» REQUIRED WORK
What is needed here is an exact repetition of the records below, beginning at the line that has "Target: sky" and stopping after the line that has "like x=149, y=351.".

[Photo-based referring expression data]
++++++++++++++++++++
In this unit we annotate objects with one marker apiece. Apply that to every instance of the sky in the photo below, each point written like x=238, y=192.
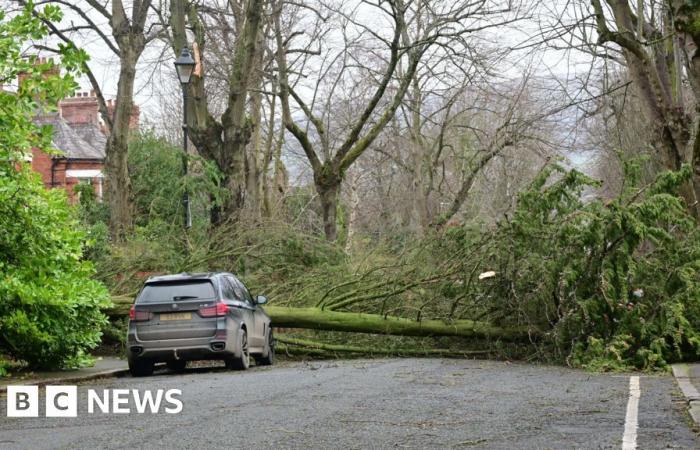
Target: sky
x=157, y=85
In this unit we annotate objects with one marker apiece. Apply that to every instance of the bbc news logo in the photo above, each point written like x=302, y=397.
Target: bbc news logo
x=62, y=401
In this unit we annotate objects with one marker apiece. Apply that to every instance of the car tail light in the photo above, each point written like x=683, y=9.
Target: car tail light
x=218, y=310
x=138, y=316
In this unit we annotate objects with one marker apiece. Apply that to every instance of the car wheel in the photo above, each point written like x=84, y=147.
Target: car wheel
x=140, y=367
x=177, y=365
x=268, y=356
x=240, y=362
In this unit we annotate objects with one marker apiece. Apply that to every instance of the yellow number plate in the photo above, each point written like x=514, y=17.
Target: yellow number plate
x=176, y=316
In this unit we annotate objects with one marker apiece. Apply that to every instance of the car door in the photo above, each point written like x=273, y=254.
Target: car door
x=231, y=292
x=256, y=335
x=241, y=294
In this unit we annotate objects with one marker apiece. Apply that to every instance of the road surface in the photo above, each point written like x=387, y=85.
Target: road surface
x=389, y=403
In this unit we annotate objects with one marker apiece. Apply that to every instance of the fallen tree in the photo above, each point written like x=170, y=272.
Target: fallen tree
x=295, y=345
x=318, y=319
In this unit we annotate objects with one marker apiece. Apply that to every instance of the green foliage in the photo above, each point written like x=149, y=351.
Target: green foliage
x=156, y=168
x=49, y=305
x=613, y=284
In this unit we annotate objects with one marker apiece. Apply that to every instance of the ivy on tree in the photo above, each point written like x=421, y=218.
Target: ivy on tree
x=50, y=308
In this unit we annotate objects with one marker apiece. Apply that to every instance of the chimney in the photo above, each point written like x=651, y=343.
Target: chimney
x=82, y=108
x=133, y=117
x=54, y=70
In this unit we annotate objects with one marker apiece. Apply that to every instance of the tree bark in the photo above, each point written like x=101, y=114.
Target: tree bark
x=117, y=150
x=224, y=142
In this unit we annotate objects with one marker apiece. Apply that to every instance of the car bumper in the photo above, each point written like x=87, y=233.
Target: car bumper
x=216, y=347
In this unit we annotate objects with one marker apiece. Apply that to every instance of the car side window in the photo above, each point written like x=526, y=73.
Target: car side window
x=234, y=292
x=240, y=287
x=227, y=288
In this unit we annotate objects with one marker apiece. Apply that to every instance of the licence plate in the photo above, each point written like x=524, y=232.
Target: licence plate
x=176, y=316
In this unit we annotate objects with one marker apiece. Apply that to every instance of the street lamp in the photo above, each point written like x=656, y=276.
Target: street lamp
x=184, y=65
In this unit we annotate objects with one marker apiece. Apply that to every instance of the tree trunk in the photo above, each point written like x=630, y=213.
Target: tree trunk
x=116, y=162
x=353, y=207
x=224, y=141
x=318, y=319
x=328, y=193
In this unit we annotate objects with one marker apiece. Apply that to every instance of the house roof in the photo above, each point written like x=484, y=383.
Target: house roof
x=74, y=142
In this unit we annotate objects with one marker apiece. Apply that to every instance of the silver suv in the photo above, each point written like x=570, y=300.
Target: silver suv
x=185, y=317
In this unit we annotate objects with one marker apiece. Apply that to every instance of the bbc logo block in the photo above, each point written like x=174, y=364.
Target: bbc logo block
x=61, y=401
x=22, y=401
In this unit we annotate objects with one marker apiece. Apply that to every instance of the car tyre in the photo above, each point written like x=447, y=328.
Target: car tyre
x=176, y=365
x=241, y=362
x=268, y=356
x=140, y=367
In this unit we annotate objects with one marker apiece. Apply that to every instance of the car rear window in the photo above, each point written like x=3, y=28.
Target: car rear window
x=174, y=291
++++++++++++++++++++
» EXERCISE ANSWER
Target: sky
x=157, y=85
In this unit we annotate objects with one marker apiece. Apply that to every instance of the bbc news logo in the photo above, each point written like x=302, y=397.
Target: bbc news logo
x=62, y=401
In this unit we annotate objects with one marker apiece. Apply that to every instance of the car tail light in the photo above, each point written like x=683, y=9.
Target: car tail light
x=218, y=310
x=138, y=316
In this unit we annotate objects with one marker apiece. Apply that to every instance of the car wheel in the photo above, each point written like x=84, y=147.
Target: car wheel
x=140, y=367
x=177, y=365
x=268, y=356
x=240, y=362
In this unit we annotate objects with one marker apiece. Apply that to every instance of the yellow number plate in the photo above, each point written like x=514, y=17.
Target: yellow number plate
x=176, y=316
In this unit we annotate objects with one marker apiece. Apply that to every instance of the car door in the photo above, each point written like x=273, y=254.
Target: car door
x=231, y=292
x=256, y=335
x=241, y=294
In this unit we annotate objects with one marker apiece. Apply that to every instance of the road surface in the photo above, each point written like x=387, y=85.
Target: road surface
x=389, y=403
In this unit we annotate objects with one marker apiece. Apply that to every instance of the fallen tree in the photo above, each point written like x=170, y=272.
Target: fallen tree
x=295, y=345
x=318, y=319
In this unit we annotate objects with one marker apiece. Apply that to every instance of the green foliage in the photo above, each point written like x=149, y=351.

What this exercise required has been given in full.